- [DATASET RECORDS]
>>>>

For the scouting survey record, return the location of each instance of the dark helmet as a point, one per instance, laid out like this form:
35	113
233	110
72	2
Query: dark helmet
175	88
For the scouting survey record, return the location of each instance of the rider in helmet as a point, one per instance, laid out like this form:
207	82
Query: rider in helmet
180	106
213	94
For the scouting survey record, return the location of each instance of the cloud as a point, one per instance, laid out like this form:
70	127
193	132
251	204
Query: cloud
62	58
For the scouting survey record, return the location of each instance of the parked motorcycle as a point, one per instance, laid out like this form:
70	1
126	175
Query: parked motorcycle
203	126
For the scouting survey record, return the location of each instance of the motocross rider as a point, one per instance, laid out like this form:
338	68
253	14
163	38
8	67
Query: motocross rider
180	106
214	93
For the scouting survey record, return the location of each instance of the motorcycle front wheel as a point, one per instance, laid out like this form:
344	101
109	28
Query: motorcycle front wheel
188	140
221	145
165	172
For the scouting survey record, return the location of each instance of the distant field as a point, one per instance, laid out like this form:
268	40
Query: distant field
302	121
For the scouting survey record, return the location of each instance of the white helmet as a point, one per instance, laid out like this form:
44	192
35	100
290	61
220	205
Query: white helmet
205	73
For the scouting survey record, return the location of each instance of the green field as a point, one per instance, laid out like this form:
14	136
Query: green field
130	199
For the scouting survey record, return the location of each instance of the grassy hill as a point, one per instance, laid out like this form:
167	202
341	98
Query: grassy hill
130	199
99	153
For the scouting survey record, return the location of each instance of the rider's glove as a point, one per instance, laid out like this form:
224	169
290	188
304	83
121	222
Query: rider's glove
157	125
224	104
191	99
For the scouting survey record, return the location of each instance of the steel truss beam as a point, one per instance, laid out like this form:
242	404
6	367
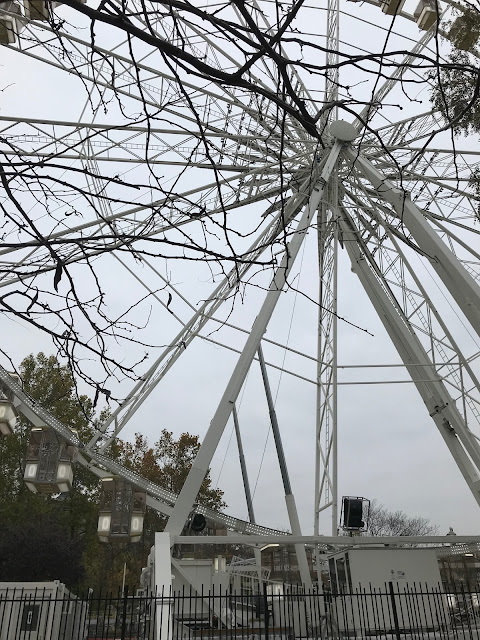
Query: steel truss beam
400	274
462	287
212	438
169	356
158	498
440	405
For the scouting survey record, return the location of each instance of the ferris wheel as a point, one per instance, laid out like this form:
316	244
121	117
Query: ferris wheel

<<<<

- [EXERCISE] Rewrite the rows from the line with "of the steel" through the end of the rows, changing "ferris wheel" to "observation wheel" and keeping everything else the same. Leave the pictures out.

- [RESPONSE TO THE EXERCISE]
For the scouting survey record, return the location of each instance of the steel truss beam as a point, one per instance, laid out like this form:
242	404
6	367
Query: steel truss beam
400	274
462	287
212	438
169	356
158	498
440	405
For the scouting survey record, return the location of each instance of the observation wheel as a point, one per instance, laid out like this form:
316	244
121	117
Query: observation wheel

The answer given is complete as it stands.